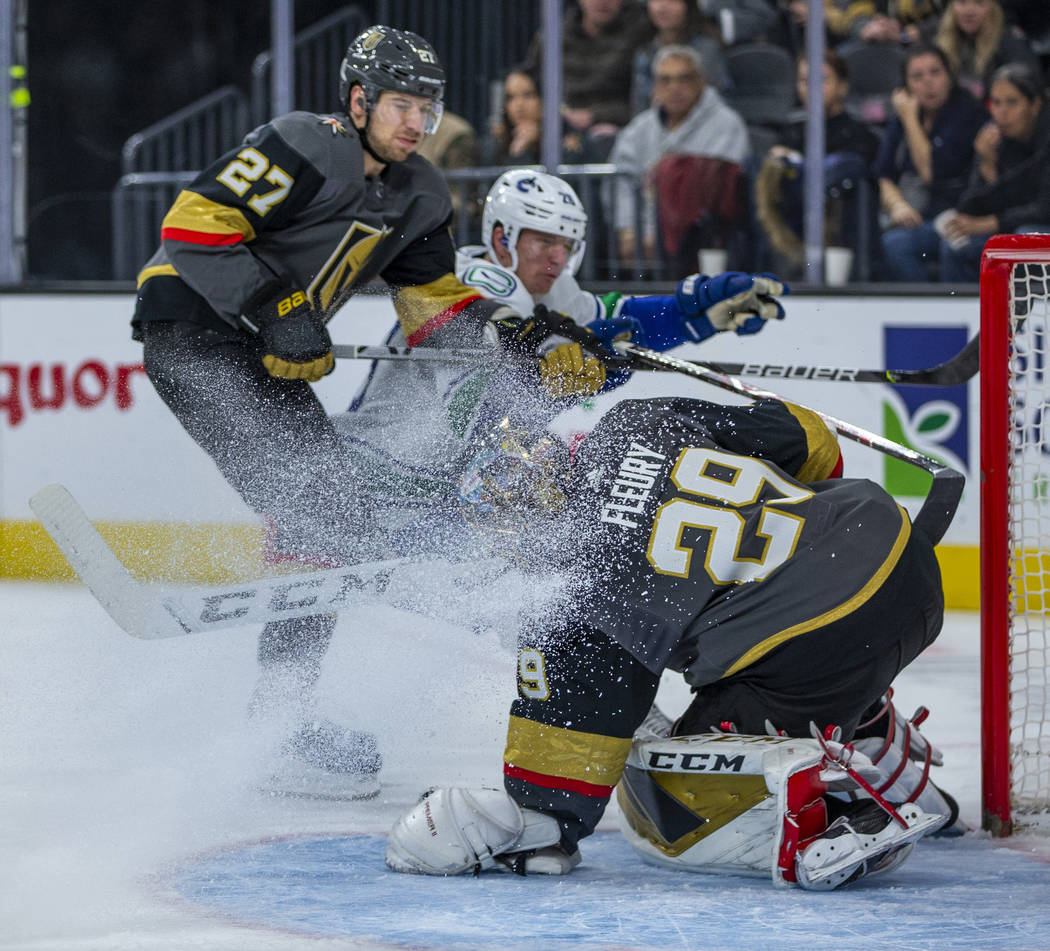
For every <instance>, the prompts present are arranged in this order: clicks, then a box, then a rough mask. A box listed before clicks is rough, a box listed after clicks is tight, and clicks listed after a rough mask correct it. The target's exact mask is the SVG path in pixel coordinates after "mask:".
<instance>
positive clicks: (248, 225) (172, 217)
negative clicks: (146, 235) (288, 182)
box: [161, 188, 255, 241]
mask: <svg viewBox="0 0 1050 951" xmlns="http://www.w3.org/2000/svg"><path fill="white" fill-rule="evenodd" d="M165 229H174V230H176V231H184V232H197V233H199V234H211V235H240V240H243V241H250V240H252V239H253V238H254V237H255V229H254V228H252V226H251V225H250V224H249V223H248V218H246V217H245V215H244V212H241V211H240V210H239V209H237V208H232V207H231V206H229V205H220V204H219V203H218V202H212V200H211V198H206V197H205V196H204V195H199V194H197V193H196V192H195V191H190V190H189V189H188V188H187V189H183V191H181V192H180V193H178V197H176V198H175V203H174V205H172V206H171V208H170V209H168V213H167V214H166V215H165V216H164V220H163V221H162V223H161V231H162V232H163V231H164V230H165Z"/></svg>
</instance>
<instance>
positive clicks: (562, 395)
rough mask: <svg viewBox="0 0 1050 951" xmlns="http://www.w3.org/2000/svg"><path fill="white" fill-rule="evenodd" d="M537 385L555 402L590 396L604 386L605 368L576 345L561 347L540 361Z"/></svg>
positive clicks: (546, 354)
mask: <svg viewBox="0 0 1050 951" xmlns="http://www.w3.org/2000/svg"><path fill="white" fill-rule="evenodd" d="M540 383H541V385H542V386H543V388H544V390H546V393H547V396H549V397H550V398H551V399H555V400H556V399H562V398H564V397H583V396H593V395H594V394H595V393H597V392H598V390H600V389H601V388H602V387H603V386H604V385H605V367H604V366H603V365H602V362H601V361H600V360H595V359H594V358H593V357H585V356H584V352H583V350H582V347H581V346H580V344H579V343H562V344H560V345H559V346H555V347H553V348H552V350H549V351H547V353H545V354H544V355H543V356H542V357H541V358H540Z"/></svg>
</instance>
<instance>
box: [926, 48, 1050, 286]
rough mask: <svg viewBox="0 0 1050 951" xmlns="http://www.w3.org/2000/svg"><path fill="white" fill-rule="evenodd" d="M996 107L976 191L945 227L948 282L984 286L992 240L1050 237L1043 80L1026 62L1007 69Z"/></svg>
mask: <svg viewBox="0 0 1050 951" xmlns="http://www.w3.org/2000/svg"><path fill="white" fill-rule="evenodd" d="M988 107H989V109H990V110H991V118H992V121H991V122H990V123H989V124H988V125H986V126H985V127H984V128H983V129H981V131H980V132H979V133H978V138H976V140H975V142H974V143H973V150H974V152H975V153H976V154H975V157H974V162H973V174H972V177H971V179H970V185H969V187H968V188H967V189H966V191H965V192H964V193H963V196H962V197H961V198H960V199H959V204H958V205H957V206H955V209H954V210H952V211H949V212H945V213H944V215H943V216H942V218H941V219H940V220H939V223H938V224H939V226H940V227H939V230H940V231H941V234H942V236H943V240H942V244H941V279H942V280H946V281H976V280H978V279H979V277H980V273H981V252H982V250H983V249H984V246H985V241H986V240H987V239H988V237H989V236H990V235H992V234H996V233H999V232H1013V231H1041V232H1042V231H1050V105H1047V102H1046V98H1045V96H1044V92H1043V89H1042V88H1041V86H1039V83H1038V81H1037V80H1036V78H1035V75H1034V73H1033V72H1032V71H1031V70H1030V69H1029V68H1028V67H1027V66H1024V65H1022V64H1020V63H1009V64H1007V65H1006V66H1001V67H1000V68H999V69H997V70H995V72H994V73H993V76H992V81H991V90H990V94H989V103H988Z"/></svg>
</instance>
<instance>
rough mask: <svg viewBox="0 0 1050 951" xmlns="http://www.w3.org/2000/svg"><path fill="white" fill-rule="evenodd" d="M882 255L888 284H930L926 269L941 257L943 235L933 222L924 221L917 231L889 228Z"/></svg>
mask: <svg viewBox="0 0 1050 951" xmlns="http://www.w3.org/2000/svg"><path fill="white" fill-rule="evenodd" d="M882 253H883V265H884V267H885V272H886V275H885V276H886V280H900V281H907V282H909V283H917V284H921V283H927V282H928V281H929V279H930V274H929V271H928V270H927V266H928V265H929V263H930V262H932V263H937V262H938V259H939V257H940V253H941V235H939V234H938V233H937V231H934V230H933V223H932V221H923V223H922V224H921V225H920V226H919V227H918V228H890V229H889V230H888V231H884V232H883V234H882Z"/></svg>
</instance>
----------------
Reproduce all of the items above verbatim, omitting the image from your answer.

_YOUR SOLUTION:_
For every <instance>, the prompts present are arranged in this order: clicks, then a box, then a rough mask. A box listed before clicks is rough, a box listed after clicks is tight, and clicks listed after a rough mask correct it. The target's exact mask is the SVG path in pixel coordinates after "mask:".
<instance>
positive clicks: (248, 225) (172, 217)
negative clicks: (146, 235) (288, 182)
box: [161, 188, 255, 241]
mask: <svg viewBox="0 0 1050 951" xmlns="http://www.w3.org/2000/svg"><path fill="white" fill-rule="evenodd" d="M165 229H174V230H176V231H184V232H197V233H199V234H211V235H240V240H243V241H250V240H252V239H253V238H254V237H255V229H254V228H252V226H251V225H250V224H249V223H248V218H246V217H245V215H244V212H241V211H240V210H239V209H237V208H232V207H231V206H229V205H220V204H219V203H218V202H212V200H211V198H206V197H205V196H204V195H199V194H197V193H196V192H195V191H190V190H189V189H188V188H187V189H183V191H181V192H180V193H178V197H176V198H175V203H174V205H172V206H171V208H170V209H168V213H167V214H166V215H165V216H164V220H163V221H162V223H161V231H162V232H163V231H164V230H165Z"/></svg>
</instance>
<instance>
positive clicks: (562, 395)
rough mask: <svg viewBox="0 0 1050 951" xmlns="http://www.w3.org/2000/svg"><path fill="white" fill-rule="evenodd" d="M537 385L555 402L590 396L604 386L605 368L576 345L561 347L540 361Z"/></svg>
positive clicks: (546, 354)
mask: <svg viewBox="0 0 1050 951" xmlns="http://www.w3.org/2000/svg"><path fill="white" fill-rule="evenodd" d="M540 383H541V385H542V386H543V388H544V390H546V393H547V396H549V397H550V398H551V399H555V400H556V399H562V398H564V397H583V396H593V395H594V394H595V393H597V392H598V390H600V389H601V388H602V387H603V386H604V385H605V367H604V366H603V365H602V362H601V361H600V360H595V359H594V358H593V357H585V356H584V352H583V350H582V347H581V346H580V344H579V343H562V344H560V345H559V346H555V347H553V348H552V350H549V351H547V353H545V354H544V355H543V356H542V357H541V358H540Z"/></svg>
</instance>
<instance>
box: [926, 48, 1050, 286]
rough mask: <svg viewBox="0 0 1050 951" xmlns="http://www.w3.org/2000/svg"><path fill="white" fill-rule="evenodd" d="M996 107L976 191L945 227L948 282L984 286L992 240L1050 237L1043 80L1026 62L1007 69Z"/></svg>
mask: <svg viewBox="0 0 1050 951" xmlns="http://www.w3.org/2000/svg"><path fill="white" fill-rule="evenodd" d="M988 107H989V109H990V110H991V118H992V121H991V122H990V123H989V124H988V125H986V126H985V127H984V128H983V129H981V131H980V132H979V133H978V138H976V140H975V142H974V143H973V150H974V152H975V153H976V154H975V157H974V162H973V174H972V177H971V179H970V185H969V187H968V188H967V189H966V191H965V192H964V193H963V196H962V197H961V198H960V199H959V204H958V205H957V206H955V209H954V210H952V211H949V212H945V213H944V215H943V216H942V218H941V219H940V220H939V223H938V224H939V226H940V227H939V230H940V231H941V234H942V236H943V240H942V244H941V279H942V280H946V281H976V280H978V279H979V277H980V273H981V252H982V250H983V249H984V246H985V241H986V240H987V239H988V237H989V236H990V235H992V234H996V233H999V232H1013V231H1041V232H1042V231H1050V105H1047V102H1046V98H1045V96H1044V92H1043V89H1042V88H1041V86H1039V83H1038V81H1037V80H1036V78H1035V75H1034V73H1033V72H1032V71H1031V70H1030V69H1029V68H1028V67H1027V66H1024V65H1022V64H1020V63H1009V64H1007V65H1006V66H1001V67H1000V68H999V69H997V70H995V72H994V73H993V76H992V81H991V90H990V94H989V103H988Z"/></svg>
</instance>
<instance>
rough mask: <svg viewBox="0 0 1050 951" xmlns="http://www.w3.org/2000/svg"><path fill="white" fill-rule="evenodd" d="M882 255L888 284H930L926 269L941 257L943 235L933 222L924 221L917 231L889 228Z"/></svg>
mask: <svg viewBox="0 0 1050 951" xmlns="http://www.w3.org/2000/svg"><path fill="white" fill-rule="evenodd" d="M882 253H883V265H884V267H885V272H886V275H885V276H886V280H900V281H907V282H909V283H917V284H921V283H927V282H928V281H929V279H930V274H929V271H928V270H927V266H928V265H929V263H930V262H932V263H937V262H938V259H939V257H940V253H941V235H939V234H938V233H937V231H934V230H933V223H932V221H923V223H922V224H921V225H920V226H919V227H918V228H890V229H889V230H888V231H884V232H883V234H882Z"/></svg>
</instance>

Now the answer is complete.